[Directive]: Collect every line below that contains the word "task", and copy each one in full.

## START Data excerpts

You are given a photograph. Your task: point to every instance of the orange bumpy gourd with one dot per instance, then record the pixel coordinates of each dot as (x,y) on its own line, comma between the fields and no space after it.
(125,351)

## END Data excerpts
## START Data excerpts

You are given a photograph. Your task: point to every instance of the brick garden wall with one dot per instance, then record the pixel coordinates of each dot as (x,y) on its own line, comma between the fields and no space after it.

## END Data excerpts
## START Data excerpts

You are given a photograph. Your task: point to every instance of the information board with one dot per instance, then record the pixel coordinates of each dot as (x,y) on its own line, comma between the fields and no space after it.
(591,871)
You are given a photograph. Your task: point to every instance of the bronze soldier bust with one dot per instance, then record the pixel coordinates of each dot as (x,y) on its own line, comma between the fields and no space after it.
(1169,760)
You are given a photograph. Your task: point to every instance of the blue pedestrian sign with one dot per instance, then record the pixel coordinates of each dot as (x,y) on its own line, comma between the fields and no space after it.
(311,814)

## END Data excerpts

[Exercise answer]:
You are given a photograph. Your task: point to every instance of the orange bumpy gourd with one dot per instance, then record the pixel coordinates of each dot as (x,y) on its own line, comma between the fields and no space after it.
You are given a photograph. Your task: point to every instance of the brick garden wall with one dot per instance, then record the pixel coordinates of each dot as (x,y) on its own line, comma between the fields and no space after it.
You are given a photograph. Your task: point to every instance of the information board with one dot per instance, then record the pixel coordinates of each dot as (x,y) on its own line, comma between the fields and no space after it.
You are given a photograph. Your task: point to every instance of the bronze soldier bust with one dot per instance, then record the pixel coordinates of each dot as (x,y) on its own line, comma between the fields and no space after it.
You are given a photograph. Your task: point to every instance of the blue pedestrian sign with one dot per instance, then record the pixel coordinates of each dot as (x,y) on its own line, comma between the fields and no space after it.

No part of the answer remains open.